* [ACTIVITY]
Search the listing below for the word "instance", and copy every line in which it turns up.

* [STUDY MATERIAL]
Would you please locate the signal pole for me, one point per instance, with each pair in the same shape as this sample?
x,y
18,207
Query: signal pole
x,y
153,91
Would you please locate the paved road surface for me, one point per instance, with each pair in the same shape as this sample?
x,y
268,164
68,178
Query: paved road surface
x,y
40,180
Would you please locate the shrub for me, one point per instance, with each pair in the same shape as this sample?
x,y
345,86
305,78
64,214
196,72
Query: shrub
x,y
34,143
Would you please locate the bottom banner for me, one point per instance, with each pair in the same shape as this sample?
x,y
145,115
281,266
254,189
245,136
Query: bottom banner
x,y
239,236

* [RESPONSE TO THIS EXERCISE]
Would you please locate the signal pole for me, one point per instance, with each pair in the same shape as this sample?
Would you please locate the paved road surface for me, one point per instance, with each pair in the same shape as this sample?
Would you please locate the shrub for me, one point per instance, with each pair in the same shape as this sample?
Would you please locate the bottom banner for me, one point per instance, with each pair in the same shape as this sample?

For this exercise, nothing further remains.